> _ASSIGNMENT_:
Retype the data that follows with no alterations, please.

> _TASK MATERIAL_:
____

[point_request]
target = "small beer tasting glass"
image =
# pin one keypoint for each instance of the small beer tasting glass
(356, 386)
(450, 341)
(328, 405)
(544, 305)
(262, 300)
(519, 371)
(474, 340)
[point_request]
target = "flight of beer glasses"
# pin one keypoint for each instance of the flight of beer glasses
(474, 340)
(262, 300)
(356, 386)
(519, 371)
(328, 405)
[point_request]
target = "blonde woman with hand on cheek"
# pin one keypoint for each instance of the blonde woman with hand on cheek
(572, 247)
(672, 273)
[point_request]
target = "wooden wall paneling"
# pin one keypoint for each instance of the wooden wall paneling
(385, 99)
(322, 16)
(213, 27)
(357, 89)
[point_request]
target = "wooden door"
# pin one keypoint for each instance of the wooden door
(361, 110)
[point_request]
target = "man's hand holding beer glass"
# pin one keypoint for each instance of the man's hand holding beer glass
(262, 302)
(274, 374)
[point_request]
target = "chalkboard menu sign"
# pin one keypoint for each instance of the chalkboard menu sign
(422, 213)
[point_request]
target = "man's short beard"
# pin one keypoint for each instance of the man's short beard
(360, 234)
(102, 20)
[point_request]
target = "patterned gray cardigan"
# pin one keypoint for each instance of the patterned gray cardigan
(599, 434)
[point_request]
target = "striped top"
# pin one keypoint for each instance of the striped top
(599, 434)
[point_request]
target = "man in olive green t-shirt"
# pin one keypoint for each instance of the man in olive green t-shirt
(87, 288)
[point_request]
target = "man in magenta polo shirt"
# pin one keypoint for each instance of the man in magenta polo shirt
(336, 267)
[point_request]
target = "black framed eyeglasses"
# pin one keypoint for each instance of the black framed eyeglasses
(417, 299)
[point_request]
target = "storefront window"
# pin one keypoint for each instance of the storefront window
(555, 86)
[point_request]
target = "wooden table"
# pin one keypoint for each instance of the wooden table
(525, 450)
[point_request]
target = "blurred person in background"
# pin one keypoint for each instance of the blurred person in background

____

> _RESULT OF THE TASK_:
[point_request]
target = "small beer tasting glass"
image =
# pin one keypoint for each instance of the small beer tasting glass
(356, 386)
(450, 341)
(328, 405)
(544, 305)
(262, 300)
(519, 371)
(474, 340)
[point_request]
target = "flight of beer glasses"
# pin one keypoint for each instance of the flight of beer glasses
(474, 340)
(262, 300)
(356, 386)
(519, 371)
(328, 405)
[point_request]
target = "blonde woman with hand on cheek"
# pin one keypoint for each instance of the blonde woman with hand on cheek
(572, 247)
(672, 273)
[point_request]
target = "wooden wall paneling"
# pin one keypoint for each instance of the wooden wall paneling
(385, 99)
(322, 16)
(213, 27)
(357, 89)
[point_request]
target = "wooden door"
# pin one keypoint for each instance of the wooden door
(361, 110)
[point_request]
target = "man's hand holding beer glass"
# pin one keypoint for each instance of the man's hand holding beer glass
(262, 302)
(274, 374)
[point_request]
target = "chalkboard menu sign"
# pin one keypoint for each instance of the chalkboard menu sign
(422, 213)
[point_request]
target = "man's short beard"
# pin one keypoint for each instance of the man's short beard
(360, 234)
(102, 20)
[point_request]
target = "patterned gray cardigan"
# pin one keypoint for each instance of the patterned gray cardigan
(599, 434)
[point_request]
target = "striped top"
# pin one keypoint for each instance of the striped top
(599, 434)
[point_request]
target = "man in olive green t-shirt"
# pin one keypoint for each instance of the man in olive green t-shirt
(87, 288)
[point_request]
target = "man in magenta polo shirt"
# pin one keypoint for each instance of the man in magenta polo shirt
(336, 267)
[point_request]
target = "black framed eyeglasses"
# pin one keypoint for each instance of the black framed eyeglasses
(417, 299)
[point_request]
target = "storefront window"
# pin one keypoint for each instance of the storefront window
(555, 86)
[point_request]
target = "wooden table"
# pin one keypoint for each instance of the wooden table
(525, 450)
[point_request]
target = "blurred person in background"
# pin one keypoint for each instance of the blurred person in background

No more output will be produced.